------ Records supplied ------
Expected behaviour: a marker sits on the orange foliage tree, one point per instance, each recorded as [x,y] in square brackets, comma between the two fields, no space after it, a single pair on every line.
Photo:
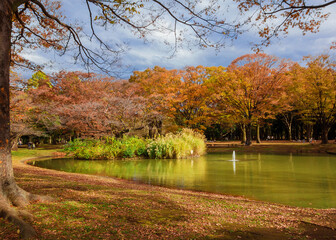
[179,95]
[250,88]
[315,92]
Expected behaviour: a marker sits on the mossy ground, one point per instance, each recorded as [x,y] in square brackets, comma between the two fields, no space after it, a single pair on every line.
[93,207]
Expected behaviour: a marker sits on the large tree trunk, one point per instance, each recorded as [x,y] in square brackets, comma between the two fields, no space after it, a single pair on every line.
[243,133]
[325,131]
[258,133]
[249,134]
[10,193]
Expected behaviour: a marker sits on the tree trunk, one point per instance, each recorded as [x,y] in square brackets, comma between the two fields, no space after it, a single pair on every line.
[290,138]
[249,134]
[258,133]
[10,193]
[325,131]
[243,135]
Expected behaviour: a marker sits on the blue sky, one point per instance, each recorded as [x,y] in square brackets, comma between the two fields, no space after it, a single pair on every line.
[147,54]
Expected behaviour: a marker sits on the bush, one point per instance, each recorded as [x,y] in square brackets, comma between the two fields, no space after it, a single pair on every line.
[184,144]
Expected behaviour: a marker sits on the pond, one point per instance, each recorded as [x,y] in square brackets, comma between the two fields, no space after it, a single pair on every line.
[296,180]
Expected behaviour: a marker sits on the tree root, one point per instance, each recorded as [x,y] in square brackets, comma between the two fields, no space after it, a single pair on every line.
[14,195]
[9,213]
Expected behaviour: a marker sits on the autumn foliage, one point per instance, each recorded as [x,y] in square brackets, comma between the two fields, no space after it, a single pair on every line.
[248,99]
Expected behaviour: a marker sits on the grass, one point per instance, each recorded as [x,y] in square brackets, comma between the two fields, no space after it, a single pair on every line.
[184,144]
[88,207]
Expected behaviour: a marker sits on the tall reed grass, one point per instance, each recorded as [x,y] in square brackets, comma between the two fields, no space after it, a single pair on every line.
[184,144]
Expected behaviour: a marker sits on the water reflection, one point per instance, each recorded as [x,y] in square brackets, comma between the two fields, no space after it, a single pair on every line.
[289,179]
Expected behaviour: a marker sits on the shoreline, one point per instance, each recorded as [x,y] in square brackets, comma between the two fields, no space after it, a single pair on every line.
[127,210]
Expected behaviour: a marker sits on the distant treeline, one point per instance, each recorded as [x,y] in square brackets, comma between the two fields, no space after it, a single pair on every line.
[257,96]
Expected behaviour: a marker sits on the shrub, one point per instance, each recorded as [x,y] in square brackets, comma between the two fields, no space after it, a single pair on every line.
[184,144]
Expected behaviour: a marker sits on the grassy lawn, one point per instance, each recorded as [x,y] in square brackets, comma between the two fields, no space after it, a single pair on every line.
[93,207]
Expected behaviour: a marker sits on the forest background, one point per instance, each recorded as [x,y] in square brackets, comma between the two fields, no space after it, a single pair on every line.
[258,96]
------
Extract, unchanged, the closing run of lines that opens with the line containing "Expected behaviour: a marker sits on the shoreline, one" and ends with the last line.

Expected behaviour: a marker sits on the shoreline, one point per instance, each recorded as [x,y] in square brackets, comma between the two fields, no space after it, a single pair on every line.
[127,210]
Expected behaviour: a marker sits on the distant treeline, one point per instance, each recorded as [x,y] in square brackets, comma between the two fields, no space after it, a single pair on every line.
[257,96]
Expected behaviour: a marker sits on the shrub, one point per instance, each recorded as [x,y] in square brackets, comma between the two fields, no space after it, a single pair on every line.
[184,144]
Expected behaviour: a marker sits on the grassy lawn, one point per instance, each recorded as [x,y] in square brackets, comma between the two fields, no space after it, a single pair on every line.
[93,207]
Expected behaviour: a marker sits on the forest background, one point per instance, each recorded as [x,y] in square brackets, comma between the two fields, no space after it, a single pair on every line.
[258,96]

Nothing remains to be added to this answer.